Exercise directions>
Reproduce the material word for word from its first line through the line containing "[252, 210, 281, 251]", including both of those lines. Leave the pictures out of your answer.

(Dataset records)
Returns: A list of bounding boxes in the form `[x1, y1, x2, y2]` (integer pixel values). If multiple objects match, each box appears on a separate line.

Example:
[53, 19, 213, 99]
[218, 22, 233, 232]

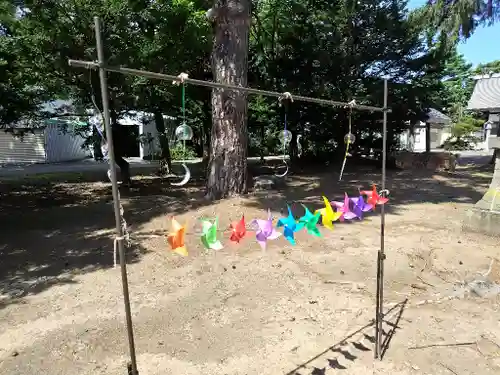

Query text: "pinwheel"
[360, 184, 389, 209]
[314, 196, 342, 229]
[252, 210, 281, 251]
[167, 218, 188, 256]
[351, 195, 373, 220]
[332, 193, 357, 221]
[277, 206, 305, 245]
[201, 219, 224, 250]
[299, 205, 321, 237]
[229, 216, 247, 242]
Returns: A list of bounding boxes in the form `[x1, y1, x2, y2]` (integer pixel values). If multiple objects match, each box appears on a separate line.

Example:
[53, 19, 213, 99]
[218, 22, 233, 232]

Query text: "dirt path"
[0, 167, 500, 375]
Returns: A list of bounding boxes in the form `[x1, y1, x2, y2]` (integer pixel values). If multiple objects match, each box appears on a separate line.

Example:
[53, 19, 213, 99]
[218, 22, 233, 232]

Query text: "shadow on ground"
[0, 161, 491, 308]
[286, 300, 407, 375]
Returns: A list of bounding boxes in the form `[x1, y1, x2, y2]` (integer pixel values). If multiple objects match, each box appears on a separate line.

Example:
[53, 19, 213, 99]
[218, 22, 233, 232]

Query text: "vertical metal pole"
[94, 17, 138, 375]
[375, 79, 388, 359]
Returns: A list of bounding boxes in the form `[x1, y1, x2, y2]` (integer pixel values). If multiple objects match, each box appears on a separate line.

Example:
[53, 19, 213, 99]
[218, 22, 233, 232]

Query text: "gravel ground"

Response>
Returns: A list of bounding boxes in the form `[x1, y1, x2, y2]` (integer pixel values). If multiple objects match, each box appears on a separate line.

Example:
[53, 19, 213, 99]
[218, 22, 233, 232]


Query text: "pinwheel"
[360, 184, 389, 209]
[314, 196, 342, 229]
[252, 210, 281, 251]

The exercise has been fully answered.